-------- Text for analysis

Georgia Creationism: Bob Staples is Back

This is like watching “Son of the Bride of Frankenstein Returns Again.” We last wrote about this guy more than a year ago, in Georgia Creationism: It’s Bob Staples Again. He was a familiar name even then. We said:

Last year we wrote Creationist Rumblings in Georgia. That was about good ol’ Bob Staples, a member of the Villa Rica Church of Christ, who went to a meeting of the Carroll County Board of Education and asked the Board to start teaching creationism because, in his words: “Evolution is a theory in crisis and harmful to our progress.”

In today’s news we learn — would you believe it? — the same thing that happened last year has happened again! Same guy, same school board, same issue.

Well, dear reader, good ol’ Bob Staples is in the news again. We found this at the website of WSB-TV in Atlanta, Georgia. Their headline is Church wants evolution theory out of science classes. Here are some excerpts, with bold font added by us:

A Carroll County church wants Georgia schools to stop teaching evolution as fact.

Educators across the country are now developing what’s called the “next generation of science standards.” A member of the Villa Rica Church of Christ told Channel 2’s Diana Davis evolution should not be a part of those standards.

They’ve got a picture of ol’ Bob at that website. He’s just what you’d expect. Let’s read on:

“It’s bad science, and it’s bad for the culture,” according to Villa Rica’s Church of Christ’s Bob Staples. Staples and his church are fighting for schools to include another view.

And, uh, what would that other view be? The story continues:

“What message are we sending to our children when they come away saying, ‘I’m an ape with less hair?'” asks the church pastor, Patrick Gray.

Now there’s a preacher with a firm grip on the subject. Here’s more:

Staples, who is a college math teacher, serves on a state committee that is working to develop science standards for education. More than 20 other states are part of the same group. In a letter to the state board science committee Staples said, “Presenting evolution as fact should be a concern to all Georgians. That evolution is not a fact of science and shouldn’t be taught.”

----------------

◆ Action item ◆
Using the post about Bob Staples above, decide whether each statement agrees with it: (a) Bob Staples teaches math at a college; (b) the pastor of the Villa Rica Church of Christ is Diana Davis; (c) Staples asked the Fulton County Board of Education to teach creationism. Answer yes or no for each and quote the words of the post that decide it.

-------- Data records

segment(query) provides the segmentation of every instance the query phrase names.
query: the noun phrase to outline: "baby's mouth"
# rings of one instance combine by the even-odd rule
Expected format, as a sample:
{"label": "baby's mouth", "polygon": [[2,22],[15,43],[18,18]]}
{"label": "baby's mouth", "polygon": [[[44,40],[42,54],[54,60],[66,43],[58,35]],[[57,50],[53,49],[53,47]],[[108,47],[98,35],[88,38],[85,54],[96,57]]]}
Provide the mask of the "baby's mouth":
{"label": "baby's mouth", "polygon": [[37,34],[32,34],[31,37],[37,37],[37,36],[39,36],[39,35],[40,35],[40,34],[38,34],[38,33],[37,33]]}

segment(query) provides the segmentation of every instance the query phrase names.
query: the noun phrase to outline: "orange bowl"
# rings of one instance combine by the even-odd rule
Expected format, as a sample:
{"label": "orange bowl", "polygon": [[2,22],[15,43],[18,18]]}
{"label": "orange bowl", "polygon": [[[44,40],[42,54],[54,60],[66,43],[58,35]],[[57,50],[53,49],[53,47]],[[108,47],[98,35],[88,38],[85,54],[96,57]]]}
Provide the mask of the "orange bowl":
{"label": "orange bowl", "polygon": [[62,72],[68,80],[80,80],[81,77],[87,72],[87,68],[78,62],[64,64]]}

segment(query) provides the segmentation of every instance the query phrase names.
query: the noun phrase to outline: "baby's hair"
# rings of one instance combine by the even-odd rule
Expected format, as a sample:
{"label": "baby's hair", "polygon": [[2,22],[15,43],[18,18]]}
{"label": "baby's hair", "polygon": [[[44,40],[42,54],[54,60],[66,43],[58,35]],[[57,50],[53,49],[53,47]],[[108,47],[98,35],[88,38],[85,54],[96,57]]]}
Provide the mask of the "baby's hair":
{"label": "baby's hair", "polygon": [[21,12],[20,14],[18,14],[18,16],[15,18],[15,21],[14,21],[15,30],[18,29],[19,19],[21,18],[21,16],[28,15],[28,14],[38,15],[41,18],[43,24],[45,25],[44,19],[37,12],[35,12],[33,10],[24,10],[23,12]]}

----------------

◆ Solution to this problem ◆
(a) Yes: "Staples, who is a college math teacher"
(b) No: "asks the church pastor, Patrick Gray."
(c) No: "went to a meeting of the Carroll County Board of Education and asked the Board to start teaching creationism"